- [Stated exercise]
Show every line in the entries that contains the string "surface".

- [Dataset records]
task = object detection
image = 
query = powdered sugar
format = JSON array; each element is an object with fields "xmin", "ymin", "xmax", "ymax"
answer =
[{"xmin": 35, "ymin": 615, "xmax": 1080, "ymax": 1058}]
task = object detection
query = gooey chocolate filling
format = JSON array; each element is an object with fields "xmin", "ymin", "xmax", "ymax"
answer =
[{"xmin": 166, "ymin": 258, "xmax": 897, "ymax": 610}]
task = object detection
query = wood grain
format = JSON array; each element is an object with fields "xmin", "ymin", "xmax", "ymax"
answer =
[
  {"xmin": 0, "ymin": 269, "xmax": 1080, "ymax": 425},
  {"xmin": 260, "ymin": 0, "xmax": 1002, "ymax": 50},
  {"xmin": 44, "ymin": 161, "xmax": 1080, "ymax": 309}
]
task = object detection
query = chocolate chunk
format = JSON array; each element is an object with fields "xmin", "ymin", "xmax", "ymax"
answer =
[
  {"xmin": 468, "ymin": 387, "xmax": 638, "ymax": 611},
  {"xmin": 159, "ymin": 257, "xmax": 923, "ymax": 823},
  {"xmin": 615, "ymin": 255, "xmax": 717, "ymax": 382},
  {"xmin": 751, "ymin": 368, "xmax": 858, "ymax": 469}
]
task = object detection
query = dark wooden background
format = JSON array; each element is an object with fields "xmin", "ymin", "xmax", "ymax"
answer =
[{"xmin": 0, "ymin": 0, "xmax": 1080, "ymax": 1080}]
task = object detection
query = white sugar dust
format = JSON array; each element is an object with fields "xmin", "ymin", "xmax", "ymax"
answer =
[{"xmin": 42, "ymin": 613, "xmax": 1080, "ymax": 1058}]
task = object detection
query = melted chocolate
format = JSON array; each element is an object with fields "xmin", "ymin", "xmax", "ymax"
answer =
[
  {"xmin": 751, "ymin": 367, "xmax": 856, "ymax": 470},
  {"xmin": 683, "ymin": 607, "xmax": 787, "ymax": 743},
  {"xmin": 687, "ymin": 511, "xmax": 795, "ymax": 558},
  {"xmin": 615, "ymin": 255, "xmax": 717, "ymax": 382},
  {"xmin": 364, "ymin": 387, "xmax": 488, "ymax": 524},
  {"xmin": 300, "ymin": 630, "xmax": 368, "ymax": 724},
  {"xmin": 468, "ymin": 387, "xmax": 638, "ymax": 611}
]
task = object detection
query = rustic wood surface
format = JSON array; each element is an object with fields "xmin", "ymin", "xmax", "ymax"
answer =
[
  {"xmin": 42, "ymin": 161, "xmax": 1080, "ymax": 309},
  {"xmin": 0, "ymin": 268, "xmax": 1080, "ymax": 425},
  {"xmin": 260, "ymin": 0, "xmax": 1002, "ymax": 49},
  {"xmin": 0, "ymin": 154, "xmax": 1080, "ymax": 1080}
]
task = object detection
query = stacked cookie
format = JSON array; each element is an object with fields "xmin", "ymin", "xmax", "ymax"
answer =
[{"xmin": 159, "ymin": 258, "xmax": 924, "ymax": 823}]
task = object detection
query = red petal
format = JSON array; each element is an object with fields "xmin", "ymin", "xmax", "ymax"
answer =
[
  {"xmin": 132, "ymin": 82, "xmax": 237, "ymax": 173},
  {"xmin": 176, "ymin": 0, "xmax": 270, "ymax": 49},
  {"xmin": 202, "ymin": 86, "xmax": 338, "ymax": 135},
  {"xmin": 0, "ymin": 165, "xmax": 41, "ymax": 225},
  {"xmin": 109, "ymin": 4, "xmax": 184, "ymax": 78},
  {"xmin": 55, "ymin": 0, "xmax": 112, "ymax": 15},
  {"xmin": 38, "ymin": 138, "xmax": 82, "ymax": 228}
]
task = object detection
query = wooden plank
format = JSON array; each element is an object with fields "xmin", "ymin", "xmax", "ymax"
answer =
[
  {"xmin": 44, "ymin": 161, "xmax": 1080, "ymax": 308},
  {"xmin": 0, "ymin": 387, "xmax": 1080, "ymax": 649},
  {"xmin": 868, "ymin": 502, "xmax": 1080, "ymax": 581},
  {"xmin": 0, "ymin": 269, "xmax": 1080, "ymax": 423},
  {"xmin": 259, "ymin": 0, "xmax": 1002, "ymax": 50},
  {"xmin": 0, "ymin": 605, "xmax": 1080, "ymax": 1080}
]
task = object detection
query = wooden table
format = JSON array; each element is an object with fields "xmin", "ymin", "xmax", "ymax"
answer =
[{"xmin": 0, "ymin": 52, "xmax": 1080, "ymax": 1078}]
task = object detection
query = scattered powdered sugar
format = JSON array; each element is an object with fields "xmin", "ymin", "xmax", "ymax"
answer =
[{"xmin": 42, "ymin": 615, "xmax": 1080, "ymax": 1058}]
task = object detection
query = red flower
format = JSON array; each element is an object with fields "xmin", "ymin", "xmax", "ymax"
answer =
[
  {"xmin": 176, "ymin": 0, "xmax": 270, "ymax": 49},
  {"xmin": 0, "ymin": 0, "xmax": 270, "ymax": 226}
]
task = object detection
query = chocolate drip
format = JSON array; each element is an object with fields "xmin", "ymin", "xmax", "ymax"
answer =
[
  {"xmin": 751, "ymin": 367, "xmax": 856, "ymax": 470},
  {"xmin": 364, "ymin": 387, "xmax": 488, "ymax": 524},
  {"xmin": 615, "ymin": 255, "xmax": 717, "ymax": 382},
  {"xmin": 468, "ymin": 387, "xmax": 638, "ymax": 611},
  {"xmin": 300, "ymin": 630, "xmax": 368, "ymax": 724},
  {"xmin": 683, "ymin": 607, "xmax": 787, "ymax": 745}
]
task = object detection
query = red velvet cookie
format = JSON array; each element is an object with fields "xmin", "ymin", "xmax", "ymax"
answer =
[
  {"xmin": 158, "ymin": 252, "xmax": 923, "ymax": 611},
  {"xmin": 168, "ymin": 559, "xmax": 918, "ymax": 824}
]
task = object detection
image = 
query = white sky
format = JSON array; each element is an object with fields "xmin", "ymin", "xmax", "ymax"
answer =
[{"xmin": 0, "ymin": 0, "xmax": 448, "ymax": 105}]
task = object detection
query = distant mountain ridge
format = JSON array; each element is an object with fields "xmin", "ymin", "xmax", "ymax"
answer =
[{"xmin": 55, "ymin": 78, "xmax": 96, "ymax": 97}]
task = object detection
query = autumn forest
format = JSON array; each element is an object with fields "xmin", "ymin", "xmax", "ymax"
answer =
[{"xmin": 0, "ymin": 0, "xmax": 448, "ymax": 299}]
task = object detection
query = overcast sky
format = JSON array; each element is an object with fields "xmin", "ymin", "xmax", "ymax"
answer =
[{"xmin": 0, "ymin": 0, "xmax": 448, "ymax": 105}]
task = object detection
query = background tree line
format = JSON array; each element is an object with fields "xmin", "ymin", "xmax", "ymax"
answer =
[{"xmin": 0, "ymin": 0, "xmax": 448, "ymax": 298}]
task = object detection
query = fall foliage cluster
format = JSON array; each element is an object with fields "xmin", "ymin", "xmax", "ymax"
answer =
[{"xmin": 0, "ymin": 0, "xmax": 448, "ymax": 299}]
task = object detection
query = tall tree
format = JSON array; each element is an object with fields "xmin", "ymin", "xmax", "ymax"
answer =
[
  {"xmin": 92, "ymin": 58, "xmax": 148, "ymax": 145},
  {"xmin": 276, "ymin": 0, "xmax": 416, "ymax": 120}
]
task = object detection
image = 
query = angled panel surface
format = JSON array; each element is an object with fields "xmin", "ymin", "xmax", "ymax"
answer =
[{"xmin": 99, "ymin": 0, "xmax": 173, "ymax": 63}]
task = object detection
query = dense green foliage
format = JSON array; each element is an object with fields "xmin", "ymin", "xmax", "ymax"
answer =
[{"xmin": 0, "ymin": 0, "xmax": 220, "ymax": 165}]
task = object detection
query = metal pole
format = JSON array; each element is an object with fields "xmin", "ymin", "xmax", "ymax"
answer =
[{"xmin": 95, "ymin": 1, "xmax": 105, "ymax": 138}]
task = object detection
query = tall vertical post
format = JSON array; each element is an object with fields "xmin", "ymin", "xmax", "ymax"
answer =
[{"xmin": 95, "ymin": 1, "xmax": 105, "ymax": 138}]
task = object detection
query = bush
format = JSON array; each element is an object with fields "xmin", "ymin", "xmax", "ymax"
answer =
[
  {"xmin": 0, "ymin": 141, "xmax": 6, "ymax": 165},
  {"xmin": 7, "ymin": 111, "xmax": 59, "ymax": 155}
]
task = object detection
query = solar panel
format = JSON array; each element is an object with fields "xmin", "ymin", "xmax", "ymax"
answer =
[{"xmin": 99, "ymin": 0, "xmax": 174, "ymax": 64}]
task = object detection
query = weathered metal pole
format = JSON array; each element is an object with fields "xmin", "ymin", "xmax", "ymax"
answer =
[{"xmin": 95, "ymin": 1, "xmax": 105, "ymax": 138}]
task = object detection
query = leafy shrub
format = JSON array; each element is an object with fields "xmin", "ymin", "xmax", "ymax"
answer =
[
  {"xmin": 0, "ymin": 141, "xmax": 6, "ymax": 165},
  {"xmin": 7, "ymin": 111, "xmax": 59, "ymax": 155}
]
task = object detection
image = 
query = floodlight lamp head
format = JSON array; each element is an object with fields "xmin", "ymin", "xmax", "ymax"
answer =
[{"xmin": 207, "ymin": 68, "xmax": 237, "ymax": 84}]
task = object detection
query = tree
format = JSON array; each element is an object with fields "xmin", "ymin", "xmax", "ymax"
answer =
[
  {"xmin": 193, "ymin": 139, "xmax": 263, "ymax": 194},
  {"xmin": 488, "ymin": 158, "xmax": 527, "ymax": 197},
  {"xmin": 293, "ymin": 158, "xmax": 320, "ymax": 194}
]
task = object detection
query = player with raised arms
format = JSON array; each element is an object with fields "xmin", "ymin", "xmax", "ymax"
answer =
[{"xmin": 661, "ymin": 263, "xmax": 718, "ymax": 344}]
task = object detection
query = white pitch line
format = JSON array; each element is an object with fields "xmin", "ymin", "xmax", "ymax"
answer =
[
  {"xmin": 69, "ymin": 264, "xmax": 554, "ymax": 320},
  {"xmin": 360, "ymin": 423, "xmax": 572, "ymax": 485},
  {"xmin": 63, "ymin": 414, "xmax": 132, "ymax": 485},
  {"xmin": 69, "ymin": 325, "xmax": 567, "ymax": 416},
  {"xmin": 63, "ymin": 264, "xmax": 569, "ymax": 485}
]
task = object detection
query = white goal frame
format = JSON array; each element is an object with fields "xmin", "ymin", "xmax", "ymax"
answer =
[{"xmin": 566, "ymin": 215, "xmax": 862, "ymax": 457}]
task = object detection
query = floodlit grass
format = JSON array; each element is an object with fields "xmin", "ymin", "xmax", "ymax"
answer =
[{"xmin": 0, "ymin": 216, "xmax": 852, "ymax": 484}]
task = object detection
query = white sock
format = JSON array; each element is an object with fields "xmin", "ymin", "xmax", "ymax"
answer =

- [Exercise response]
query = rustic wood surface
query = angled panel surface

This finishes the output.